[PROBLEM REQUIREMENTS]
Print the lines below exactly, beginning with the one that contains "For every instance of the glass" and stopping after the last line.
*** Opening THE DATA ***
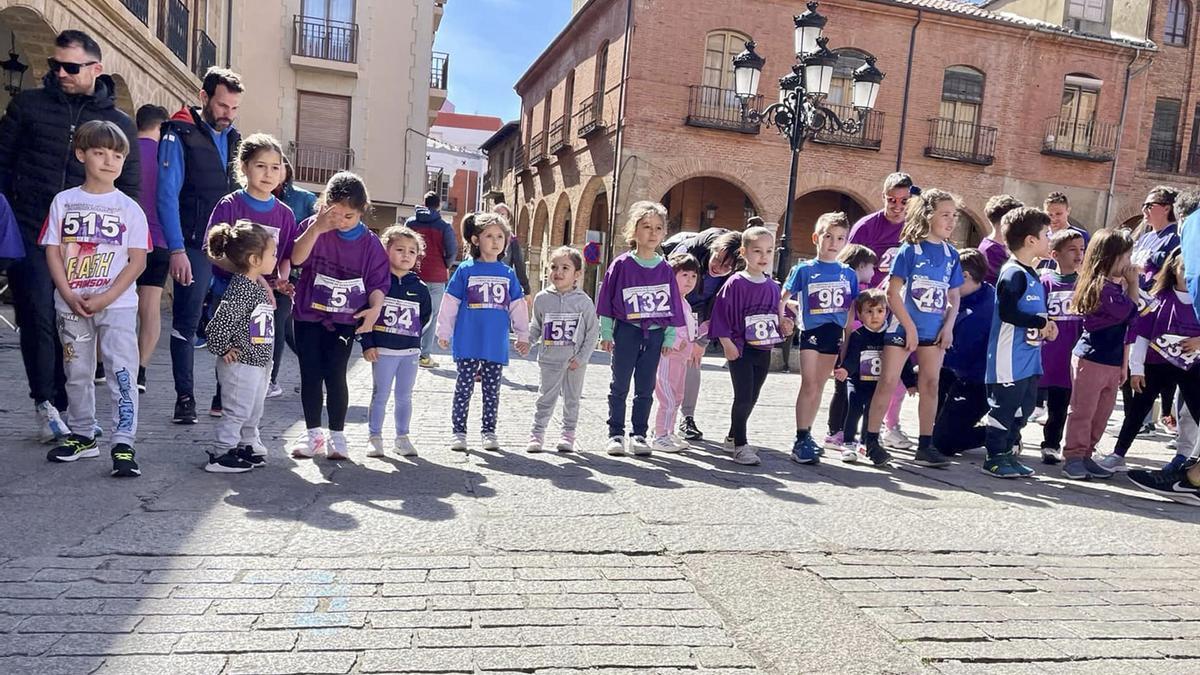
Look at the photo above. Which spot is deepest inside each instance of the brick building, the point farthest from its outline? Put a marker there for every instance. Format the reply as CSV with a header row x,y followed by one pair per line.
x,y
1019,96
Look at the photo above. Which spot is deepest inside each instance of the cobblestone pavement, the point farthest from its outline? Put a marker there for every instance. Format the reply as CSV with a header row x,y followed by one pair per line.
x,y
507,562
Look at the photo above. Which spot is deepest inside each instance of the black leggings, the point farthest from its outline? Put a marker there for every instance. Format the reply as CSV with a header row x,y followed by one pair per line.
x,y
324,356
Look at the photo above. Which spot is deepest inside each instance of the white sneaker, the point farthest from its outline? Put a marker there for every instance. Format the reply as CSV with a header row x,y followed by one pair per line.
x,y
639,446
403,447
376,447
616,446
745,455
897,440
311,444
337,449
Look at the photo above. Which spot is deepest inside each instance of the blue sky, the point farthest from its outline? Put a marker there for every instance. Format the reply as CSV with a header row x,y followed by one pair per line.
x,y
491,43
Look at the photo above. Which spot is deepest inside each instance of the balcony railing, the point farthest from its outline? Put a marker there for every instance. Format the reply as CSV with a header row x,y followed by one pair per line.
x,y
323,39
589,118
317,163
961,141
712,107
559,136
205,54
439,72
173,19
870,135
141,9
1091,141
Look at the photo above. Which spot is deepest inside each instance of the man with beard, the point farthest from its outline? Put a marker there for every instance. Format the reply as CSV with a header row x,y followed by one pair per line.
x,y
196,168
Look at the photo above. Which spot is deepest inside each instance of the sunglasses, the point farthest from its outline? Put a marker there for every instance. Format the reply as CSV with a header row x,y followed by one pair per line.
x,y
71,69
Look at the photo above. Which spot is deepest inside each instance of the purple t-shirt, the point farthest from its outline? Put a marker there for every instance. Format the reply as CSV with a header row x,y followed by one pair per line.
x,y
747,312
148,149
646,296
996,255
271,215
340,275
880,234
1056,353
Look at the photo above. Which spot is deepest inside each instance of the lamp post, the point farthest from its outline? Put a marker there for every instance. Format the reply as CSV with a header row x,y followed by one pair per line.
x,y
801,114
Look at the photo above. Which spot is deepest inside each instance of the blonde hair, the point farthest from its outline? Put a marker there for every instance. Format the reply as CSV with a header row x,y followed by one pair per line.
x,y
921,213
637,213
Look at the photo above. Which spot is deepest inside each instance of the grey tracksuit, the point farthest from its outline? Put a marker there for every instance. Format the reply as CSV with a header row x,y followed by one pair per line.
x,y
567,327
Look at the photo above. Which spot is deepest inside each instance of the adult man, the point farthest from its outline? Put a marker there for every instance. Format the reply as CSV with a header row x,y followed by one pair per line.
x,y
717,251
36,163
441,250
196,159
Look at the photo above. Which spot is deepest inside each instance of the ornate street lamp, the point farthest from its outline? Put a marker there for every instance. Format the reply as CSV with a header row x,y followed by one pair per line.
x,y
801,114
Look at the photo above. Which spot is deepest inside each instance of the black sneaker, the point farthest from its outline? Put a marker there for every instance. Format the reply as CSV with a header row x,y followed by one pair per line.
x,y
185,410
75,447
228,463
246,454
124,466
689,430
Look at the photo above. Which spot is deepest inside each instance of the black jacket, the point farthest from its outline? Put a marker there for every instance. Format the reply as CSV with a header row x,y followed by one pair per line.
x,y
36,161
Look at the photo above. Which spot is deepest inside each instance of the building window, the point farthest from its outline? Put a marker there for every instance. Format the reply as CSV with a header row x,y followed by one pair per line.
x,y
720,47
1177,15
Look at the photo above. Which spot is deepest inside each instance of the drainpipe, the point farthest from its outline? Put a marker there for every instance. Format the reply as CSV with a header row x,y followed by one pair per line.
x,y
907,81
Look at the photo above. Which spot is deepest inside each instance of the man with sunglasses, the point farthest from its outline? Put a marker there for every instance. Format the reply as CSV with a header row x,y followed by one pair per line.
x,y
36,163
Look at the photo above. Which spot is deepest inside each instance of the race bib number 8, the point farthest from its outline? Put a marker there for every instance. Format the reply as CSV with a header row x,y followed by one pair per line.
x,y
647,302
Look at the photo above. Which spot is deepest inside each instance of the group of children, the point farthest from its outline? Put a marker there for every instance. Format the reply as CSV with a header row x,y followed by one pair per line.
x,y
1027,322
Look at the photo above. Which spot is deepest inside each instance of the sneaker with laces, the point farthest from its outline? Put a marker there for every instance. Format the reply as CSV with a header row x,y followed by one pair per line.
x,y
375,447
745,455
616,446
227,463
75,447
124,465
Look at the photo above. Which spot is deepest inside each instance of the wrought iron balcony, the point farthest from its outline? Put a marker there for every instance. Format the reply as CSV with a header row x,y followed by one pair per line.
x,y
869,137
961,141
712,107
1090,141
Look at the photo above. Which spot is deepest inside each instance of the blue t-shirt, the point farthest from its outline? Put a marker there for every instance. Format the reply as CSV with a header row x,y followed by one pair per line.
x,y
826,292
484,292
929,272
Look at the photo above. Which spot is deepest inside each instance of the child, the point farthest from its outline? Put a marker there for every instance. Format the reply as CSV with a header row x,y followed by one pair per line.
x,y
923,294
748,318
241,335
993,246
477,311
683,354
1107,298
341,290
859,370
861,260
1067,252
1014,344
1165,354
966,399
96,242
259,171
394,346
827,291
564,321
640,310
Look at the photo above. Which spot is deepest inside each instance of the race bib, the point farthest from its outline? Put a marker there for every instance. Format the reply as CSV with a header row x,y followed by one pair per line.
x,y
828,297
928,294
870,365
762,330
262,324
400,317
487,293
558,329
337,296
647,302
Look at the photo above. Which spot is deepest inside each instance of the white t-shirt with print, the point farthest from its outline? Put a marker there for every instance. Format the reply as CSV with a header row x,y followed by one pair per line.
x,y
95,233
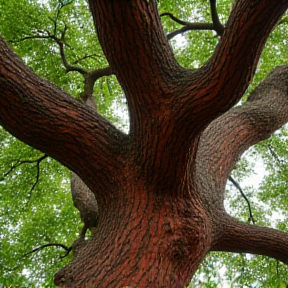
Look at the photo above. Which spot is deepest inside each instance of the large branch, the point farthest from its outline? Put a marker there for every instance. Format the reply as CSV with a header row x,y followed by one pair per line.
x,y
43,116
244,238
227,137
228,73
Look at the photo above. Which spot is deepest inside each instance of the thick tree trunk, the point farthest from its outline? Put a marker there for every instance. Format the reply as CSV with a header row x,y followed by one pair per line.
x,y
160,189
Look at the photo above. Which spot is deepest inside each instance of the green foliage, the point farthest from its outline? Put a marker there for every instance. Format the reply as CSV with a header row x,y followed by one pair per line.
x,y
33,216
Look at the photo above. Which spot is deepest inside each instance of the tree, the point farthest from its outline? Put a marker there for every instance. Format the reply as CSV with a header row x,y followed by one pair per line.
x,y
159,188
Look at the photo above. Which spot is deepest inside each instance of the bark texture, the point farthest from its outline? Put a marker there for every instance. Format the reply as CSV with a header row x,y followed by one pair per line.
x,y
160,189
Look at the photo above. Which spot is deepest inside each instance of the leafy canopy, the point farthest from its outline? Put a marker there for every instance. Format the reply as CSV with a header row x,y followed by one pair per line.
x,y
35,201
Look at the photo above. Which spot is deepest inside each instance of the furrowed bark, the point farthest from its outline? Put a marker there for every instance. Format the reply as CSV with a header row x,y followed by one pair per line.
x,y
227,137
42,115
162,96
244,238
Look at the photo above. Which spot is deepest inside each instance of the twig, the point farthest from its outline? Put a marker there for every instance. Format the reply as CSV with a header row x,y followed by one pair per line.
x,y
273,153
218,27
188,26
37,177
236,184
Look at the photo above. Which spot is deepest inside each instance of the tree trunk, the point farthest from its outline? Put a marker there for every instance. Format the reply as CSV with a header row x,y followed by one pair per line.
x,y
159,189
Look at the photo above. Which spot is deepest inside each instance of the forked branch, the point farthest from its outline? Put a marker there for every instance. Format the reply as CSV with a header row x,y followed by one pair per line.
x,y
244,238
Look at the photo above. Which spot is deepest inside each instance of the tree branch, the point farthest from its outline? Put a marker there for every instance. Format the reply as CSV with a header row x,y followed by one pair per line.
x,y
233,64
234,132
68,249
218,27
20,162
226,138
236,184
45,117
244,238
188,26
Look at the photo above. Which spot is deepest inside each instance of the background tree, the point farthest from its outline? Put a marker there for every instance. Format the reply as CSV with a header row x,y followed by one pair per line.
x,y
54,33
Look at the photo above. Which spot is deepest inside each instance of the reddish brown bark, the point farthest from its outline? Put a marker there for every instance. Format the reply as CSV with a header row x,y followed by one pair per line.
x,y
160,189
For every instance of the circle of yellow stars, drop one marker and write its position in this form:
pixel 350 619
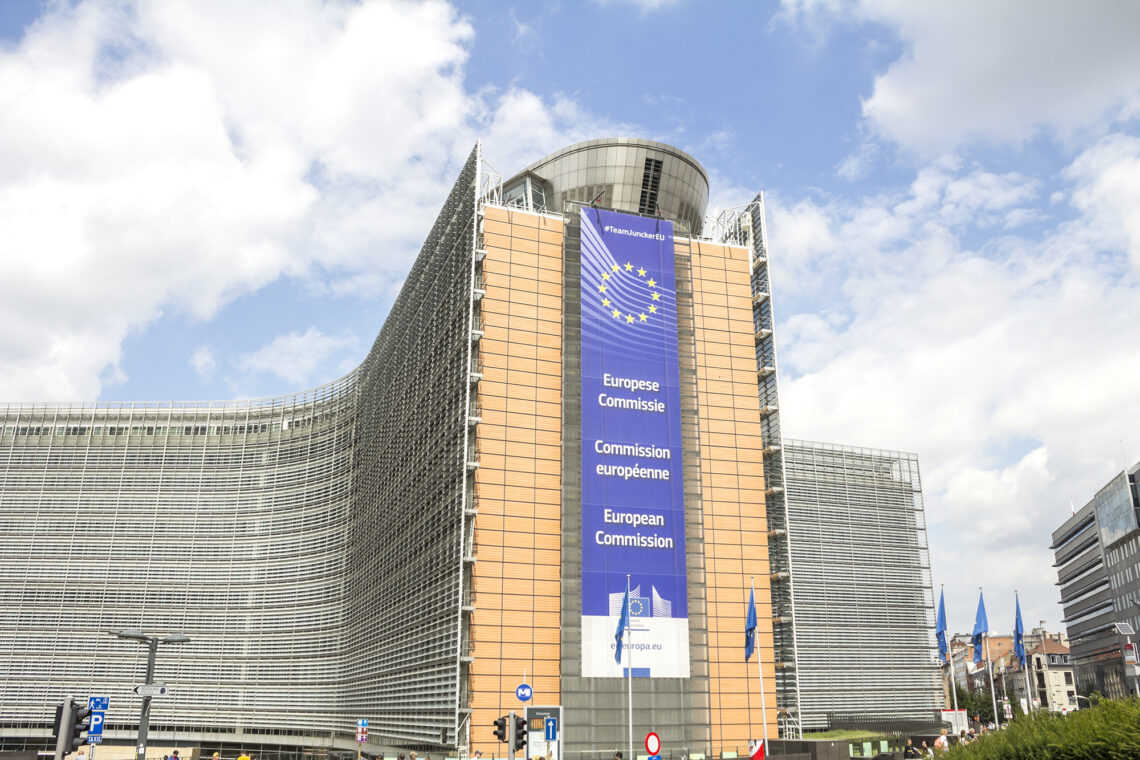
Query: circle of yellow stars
pixel 617 312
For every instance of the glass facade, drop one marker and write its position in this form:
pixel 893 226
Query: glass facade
pixel 401 545
pixel 311 546
pixel 1098 572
*** Closing THE DATA ***
[ANSWER FOR THIS EXERCISE]
For every instance of the glass facade, drop one marker and write its position in this form:
pixel 893 226
Query: glass facade
pixel 401 545
pixel 311 546
pixel 1098 572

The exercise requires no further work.